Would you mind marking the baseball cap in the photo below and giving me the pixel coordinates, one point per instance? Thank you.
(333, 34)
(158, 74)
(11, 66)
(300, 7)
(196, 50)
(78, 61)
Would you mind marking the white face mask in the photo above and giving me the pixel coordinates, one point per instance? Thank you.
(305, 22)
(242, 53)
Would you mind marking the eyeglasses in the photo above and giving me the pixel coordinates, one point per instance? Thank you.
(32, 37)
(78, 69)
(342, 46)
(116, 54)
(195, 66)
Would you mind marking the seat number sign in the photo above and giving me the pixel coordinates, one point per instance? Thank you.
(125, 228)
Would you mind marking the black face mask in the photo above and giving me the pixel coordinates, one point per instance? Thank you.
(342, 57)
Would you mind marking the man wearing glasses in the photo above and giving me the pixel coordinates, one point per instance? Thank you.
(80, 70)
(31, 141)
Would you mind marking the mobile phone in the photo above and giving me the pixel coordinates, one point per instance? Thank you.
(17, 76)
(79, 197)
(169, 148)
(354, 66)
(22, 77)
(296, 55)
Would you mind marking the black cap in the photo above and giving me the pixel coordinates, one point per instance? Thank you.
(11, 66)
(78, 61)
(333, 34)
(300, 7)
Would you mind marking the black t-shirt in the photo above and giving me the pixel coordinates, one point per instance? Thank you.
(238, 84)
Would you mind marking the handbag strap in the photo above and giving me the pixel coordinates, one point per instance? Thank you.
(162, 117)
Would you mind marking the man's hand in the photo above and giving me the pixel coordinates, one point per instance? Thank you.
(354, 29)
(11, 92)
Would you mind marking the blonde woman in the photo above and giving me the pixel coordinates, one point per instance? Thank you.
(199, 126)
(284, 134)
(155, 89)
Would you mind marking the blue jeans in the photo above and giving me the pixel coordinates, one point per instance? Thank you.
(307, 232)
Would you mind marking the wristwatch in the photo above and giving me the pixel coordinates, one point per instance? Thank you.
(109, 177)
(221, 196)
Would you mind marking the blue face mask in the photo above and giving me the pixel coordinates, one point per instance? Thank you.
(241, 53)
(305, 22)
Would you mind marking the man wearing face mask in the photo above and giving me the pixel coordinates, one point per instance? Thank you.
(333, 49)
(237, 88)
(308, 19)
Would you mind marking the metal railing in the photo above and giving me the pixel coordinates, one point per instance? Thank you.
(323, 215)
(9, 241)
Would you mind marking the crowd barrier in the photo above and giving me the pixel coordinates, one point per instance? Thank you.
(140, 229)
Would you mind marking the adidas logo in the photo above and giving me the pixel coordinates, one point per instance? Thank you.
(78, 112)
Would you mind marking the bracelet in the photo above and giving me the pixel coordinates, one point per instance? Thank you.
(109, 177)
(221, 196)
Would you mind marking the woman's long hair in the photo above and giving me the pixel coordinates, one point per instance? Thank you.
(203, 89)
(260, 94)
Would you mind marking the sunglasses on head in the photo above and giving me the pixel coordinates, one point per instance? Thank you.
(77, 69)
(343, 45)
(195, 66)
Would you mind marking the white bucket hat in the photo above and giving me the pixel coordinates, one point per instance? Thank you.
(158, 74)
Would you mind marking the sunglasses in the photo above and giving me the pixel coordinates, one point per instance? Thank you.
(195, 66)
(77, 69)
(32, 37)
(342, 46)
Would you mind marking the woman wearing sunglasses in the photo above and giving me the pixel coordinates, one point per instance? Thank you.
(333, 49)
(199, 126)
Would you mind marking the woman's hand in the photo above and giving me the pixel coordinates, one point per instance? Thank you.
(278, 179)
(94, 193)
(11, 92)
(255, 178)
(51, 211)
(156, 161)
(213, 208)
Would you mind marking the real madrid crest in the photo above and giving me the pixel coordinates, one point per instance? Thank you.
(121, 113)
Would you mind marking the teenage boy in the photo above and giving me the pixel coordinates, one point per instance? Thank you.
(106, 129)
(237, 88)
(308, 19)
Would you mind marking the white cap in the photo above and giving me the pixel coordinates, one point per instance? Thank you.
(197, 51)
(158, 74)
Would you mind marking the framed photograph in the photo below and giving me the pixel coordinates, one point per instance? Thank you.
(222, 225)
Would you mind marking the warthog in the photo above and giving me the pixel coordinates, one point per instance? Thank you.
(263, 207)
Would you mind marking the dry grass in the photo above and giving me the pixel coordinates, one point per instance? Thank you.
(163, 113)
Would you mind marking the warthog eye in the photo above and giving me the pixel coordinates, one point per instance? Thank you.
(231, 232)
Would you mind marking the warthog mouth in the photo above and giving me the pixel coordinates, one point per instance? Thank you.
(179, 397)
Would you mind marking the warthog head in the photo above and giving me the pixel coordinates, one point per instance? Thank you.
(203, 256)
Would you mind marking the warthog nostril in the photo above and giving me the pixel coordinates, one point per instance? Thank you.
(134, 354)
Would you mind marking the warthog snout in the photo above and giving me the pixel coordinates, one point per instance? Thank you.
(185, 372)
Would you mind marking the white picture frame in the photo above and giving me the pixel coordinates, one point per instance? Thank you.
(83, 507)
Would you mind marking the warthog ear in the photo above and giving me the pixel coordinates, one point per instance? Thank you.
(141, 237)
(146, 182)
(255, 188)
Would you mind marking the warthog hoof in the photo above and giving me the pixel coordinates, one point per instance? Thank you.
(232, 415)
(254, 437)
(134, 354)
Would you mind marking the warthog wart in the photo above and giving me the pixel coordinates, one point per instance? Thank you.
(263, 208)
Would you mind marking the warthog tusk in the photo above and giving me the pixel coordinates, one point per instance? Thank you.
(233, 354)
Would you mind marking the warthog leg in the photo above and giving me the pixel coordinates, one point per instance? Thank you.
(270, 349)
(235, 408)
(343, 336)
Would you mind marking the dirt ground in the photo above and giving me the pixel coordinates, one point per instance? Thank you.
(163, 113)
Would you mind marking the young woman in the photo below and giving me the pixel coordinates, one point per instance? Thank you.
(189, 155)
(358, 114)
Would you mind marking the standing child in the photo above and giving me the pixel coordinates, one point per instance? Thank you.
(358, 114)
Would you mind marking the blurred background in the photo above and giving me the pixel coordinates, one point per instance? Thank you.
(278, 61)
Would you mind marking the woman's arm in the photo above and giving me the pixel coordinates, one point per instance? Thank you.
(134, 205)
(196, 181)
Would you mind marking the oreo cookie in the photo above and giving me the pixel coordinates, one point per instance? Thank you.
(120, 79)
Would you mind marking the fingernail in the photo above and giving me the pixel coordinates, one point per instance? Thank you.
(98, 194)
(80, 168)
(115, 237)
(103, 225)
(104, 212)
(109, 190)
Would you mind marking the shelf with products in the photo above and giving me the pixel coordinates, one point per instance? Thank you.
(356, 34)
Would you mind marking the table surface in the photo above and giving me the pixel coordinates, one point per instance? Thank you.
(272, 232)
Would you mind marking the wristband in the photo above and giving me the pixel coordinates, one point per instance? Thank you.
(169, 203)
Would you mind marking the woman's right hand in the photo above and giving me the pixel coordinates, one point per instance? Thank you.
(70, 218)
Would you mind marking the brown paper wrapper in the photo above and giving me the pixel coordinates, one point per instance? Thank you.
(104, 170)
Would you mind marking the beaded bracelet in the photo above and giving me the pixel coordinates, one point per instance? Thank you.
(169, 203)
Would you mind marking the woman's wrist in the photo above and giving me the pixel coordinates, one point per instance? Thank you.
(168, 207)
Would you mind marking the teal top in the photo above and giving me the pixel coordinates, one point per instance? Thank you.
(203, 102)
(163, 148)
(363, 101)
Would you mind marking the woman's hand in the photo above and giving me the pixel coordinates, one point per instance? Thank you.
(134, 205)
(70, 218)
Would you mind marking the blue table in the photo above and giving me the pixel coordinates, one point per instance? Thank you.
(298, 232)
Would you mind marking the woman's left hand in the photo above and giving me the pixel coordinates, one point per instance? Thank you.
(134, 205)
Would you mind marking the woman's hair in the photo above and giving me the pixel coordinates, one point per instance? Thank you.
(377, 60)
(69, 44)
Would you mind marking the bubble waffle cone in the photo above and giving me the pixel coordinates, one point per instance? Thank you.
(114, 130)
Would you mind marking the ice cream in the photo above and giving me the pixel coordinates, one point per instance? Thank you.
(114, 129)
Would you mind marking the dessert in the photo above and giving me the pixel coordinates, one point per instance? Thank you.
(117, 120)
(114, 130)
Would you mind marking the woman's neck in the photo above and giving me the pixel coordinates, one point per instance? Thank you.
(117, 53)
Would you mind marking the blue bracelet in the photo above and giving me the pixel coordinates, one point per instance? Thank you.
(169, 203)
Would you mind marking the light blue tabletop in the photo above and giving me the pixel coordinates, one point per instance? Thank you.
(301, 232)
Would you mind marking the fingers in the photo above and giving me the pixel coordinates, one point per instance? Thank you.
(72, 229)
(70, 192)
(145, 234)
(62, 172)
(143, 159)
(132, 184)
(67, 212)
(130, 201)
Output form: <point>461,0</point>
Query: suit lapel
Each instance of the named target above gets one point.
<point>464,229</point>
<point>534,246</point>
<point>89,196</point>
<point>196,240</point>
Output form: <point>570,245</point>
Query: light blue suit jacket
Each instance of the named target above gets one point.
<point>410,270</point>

==

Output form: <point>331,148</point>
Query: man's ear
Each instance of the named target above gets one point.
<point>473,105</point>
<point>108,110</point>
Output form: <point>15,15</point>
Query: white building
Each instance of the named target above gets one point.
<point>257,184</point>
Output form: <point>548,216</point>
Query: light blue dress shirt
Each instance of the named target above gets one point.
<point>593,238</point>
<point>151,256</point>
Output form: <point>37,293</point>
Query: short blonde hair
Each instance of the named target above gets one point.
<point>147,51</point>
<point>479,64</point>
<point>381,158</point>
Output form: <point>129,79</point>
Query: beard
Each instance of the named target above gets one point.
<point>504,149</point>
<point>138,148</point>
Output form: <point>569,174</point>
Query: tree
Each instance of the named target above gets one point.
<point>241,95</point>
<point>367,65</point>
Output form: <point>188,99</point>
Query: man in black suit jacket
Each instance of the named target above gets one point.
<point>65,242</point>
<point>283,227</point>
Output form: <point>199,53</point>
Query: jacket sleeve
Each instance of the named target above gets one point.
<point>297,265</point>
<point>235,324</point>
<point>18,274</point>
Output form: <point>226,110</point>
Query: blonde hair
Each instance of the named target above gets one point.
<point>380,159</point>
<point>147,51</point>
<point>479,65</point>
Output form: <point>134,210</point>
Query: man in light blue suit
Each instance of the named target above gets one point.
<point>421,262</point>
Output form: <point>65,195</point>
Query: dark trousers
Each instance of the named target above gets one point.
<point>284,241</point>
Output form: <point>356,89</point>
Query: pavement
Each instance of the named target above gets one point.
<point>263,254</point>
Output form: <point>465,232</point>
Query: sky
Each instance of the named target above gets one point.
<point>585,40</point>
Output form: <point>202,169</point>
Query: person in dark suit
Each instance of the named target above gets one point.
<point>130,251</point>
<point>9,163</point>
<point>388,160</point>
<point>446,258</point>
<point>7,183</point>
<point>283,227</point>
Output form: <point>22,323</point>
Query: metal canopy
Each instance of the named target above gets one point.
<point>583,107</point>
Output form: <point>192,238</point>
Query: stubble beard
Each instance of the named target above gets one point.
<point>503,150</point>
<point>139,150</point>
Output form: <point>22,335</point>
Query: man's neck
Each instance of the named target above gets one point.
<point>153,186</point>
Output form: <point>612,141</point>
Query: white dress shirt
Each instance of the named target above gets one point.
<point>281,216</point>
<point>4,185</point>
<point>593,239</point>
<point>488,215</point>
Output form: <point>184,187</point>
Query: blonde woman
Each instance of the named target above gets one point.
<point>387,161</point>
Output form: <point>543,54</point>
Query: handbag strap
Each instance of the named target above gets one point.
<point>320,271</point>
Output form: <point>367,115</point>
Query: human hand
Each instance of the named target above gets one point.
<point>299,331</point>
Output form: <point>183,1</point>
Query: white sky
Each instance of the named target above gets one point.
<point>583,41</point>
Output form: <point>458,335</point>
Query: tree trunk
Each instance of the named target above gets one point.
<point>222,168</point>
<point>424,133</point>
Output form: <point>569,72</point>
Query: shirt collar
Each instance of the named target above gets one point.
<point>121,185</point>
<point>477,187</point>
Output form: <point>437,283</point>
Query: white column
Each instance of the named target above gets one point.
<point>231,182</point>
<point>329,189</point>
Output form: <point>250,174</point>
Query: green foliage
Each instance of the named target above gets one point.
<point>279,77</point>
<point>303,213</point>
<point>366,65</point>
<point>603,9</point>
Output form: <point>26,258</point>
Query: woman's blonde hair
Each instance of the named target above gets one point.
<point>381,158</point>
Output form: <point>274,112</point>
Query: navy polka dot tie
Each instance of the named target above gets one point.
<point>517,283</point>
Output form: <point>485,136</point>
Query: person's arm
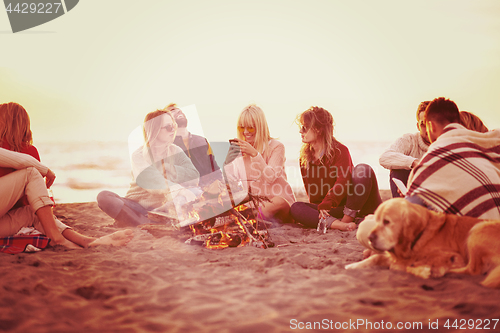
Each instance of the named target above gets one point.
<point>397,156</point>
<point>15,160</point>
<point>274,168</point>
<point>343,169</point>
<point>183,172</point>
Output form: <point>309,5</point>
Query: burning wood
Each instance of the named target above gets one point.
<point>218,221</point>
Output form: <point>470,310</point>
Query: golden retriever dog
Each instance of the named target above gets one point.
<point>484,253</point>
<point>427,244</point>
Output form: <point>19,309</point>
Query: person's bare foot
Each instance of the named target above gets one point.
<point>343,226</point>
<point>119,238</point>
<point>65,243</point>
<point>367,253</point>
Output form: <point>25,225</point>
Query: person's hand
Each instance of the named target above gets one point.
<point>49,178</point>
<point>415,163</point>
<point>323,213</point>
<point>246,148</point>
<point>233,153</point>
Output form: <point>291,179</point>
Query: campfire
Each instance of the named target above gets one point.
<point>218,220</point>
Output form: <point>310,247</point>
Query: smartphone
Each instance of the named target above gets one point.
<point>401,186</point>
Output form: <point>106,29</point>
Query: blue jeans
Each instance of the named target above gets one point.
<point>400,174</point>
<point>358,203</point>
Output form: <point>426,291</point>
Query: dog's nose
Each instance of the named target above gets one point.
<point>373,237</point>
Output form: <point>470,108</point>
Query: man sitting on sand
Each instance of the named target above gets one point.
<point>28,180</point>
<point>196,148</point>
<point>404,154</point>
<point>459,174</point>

**WORK ORDER**
For each line of the material that includes the word "suit", make a copy.

**THE ANSWER**
Query: suit lapel
Query: light blue suit jacket
Query: man in black suit jacket
Query: man in light blue suit
Query: person in dark suit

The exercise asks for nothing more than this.